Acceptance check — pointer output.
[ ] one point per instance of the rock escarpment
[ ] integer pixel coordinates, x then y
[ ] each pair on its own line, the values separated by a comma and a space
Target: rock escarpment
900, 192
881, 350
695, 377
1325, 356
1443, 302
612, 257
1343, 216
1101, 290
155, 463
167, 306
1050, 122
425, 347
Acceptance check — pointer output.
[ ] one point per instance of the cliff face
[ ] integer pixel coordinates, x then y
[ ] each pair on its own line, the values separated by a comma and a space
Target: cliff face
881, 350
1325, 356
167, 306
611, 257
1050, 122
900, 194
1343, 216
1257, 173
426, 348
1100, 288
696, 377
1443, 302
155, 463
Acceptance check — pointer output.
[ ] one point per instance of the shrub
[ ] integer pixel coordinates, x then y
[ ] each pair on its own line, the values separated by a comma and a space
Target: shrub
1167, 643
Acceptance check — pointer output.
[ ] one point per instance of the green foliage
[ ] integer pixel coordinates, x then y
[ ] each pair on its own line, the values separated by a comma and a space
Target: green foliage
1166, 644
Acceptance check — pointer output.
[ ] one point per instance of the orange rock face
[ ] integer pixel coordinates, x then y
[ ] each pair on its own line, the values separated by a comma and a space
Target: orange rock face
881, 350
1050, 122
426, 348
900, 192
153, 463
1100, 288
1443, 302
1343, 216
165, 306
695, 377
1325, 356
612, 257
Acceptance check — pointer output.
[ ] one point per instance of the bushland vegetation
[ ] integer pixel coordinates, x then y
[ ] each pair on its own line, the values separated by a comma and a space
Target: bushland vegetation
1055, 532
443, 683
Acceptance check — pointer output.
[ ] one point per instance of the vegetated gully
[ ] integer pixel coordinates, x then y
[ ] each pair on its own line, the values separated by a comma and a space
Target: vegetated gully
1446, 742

Problem to solve → Repeat all the entries word for word.

Exercise output →
Acceptance check — pointer output.
[ ] one point per instance of the rock escarpment
[ ] integer pixel coordinates, x then y
[ ] each pair on its own line, the values separated by a comma and a space
Target: rock escarpment
900, 192
881, 350
695, 377
1325, 356
1443, 302
612, 257
1343, 216
1101, 290
155, 463
167, 306
1050, 122
425, 347
Acceptance check — pointer output.
[ ] one point per instance of the cliff face
[ ] integer pixel coordinates, x then y
[ ] each pair on its own line, the values separated by a comma and a space
Target: cliff face
881, 350
1325, 356
167, 306
611, 257
1050, 122
900, 194
1343, 216
1257, 173
426, 348
1100, 288
696, 377
1443, 302
155, 463
Acceptance check — pointer output.
[ ] one point per instance of the shrub
[ ] integer pixel coordinates, x then y
[ ] each pair on its own line, the values separated by a comma and a space
Target: shrub
1167, 643
Acceptance check — pointer output.
[ ] one point per instance of the green foliage
[ ] integer pixel coordinates, x then y
[ ] each pair on its own line, the values separated by a comma and a space
Target: green foliage
1166, 644
Acceptance check — pointer output.
[ ] one point per instance of the orange rock face
[ ] integer pixel coordinates, x then y
[ ] each pair on its own line, the values separated by a comma and a space
Target: orange rock face
881, 350
1050, 122
426, 348
900, 192
153, 463
1100, 288
1443, 302
1343, 216
165, 306
695, 377
1325, 356
612, 257
Acceptance check — pointer output.
[ ] one point per instance of the bushland vegetation
[ ] integer pixel coordinates, x then y
[ ] each pair on its own line, the values separated by a comma and a space
Target: bushland vegetation
1055, 532
443, 683
Acceptance check — pointer output.
[ ] one point per instance of the vegetated gully
[ ] integer pixel coordinates, x then y
[ ] each pair on its own line, the values separated by a comma and a space
Target: vegetated gully
1446, 742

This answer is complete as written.